**WHAT THE EXERCISE ASKS**
Rewrite the records from their start down to the line containing "61), (89, 74)]", replacing "mountain range" with "rocky ridge" and leaving everything else unchanged.

(Part of a data file)

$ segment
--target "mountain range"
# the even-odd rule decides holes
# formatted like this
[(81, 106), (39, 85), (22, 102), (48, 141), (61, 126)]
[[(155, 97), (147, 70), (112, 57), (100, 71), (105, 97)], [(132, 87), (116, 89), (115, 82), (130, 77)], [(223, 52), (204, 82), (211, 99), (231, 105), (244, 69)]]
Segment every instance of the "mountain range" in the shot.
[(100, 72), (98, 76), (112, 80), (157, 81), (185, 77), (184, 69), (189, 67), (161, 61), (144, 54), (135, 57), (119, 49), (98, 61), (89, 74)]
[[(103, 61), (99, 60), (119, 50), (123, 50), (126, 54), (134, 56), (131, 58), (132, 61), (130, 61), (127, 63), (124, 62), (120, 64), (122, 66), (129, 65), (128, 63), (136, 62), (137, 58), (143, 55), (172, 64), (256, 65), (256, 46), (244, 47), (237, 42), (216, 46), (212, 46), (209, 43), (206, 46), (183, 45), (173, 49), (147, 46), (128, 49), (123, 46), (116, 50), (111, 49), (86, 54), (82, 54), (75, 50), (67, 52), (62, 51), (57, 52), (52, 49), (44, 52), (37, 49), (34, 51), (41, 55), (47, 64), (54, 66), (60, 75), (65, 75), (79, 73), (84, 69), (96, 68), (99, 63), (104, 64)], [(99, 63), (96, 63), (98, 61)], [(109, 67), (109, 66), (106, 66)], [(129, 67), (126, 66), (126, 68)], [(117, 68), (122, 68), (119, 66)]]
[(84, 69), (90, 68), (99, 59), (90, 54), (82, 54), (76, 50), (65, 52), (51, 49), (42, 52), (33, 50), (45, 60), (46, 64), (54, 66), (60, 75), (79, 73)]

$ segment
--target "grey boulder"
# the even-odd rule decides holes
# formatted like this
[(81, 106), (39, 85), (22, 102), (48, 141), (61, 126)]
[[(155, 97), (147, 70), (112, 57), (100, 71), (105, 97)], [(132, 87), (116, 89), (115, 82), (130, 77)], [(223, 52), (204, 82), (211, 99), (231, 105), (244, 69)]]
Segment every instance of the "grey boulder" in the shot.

**WORKED ANSWER**
$ segment
--target "rocky ridge"
# the even-odd rule decides holes
# formatted like this
[(81, 106), (39, 85), (22, 102), (48, 141), (61, 126)]
[[(155, 97), (147, 70), (112, 57), (100, 71), (105, 97)], [(132, 87), (116, 89), (115, 82), (130, 77)], [(223, 52), (204, 82), (211, 99), (231, 105), (244, 69)]]
Segment every instance of the "rocky ridge" in the shot.
[(100, 72), (98, 76), (112, 80), (157, 81), (185, 77), (184, 69), (189, 67), (161, 61), (144, 54), (135, 57), (119, 49), (98, 61), (89, 74)]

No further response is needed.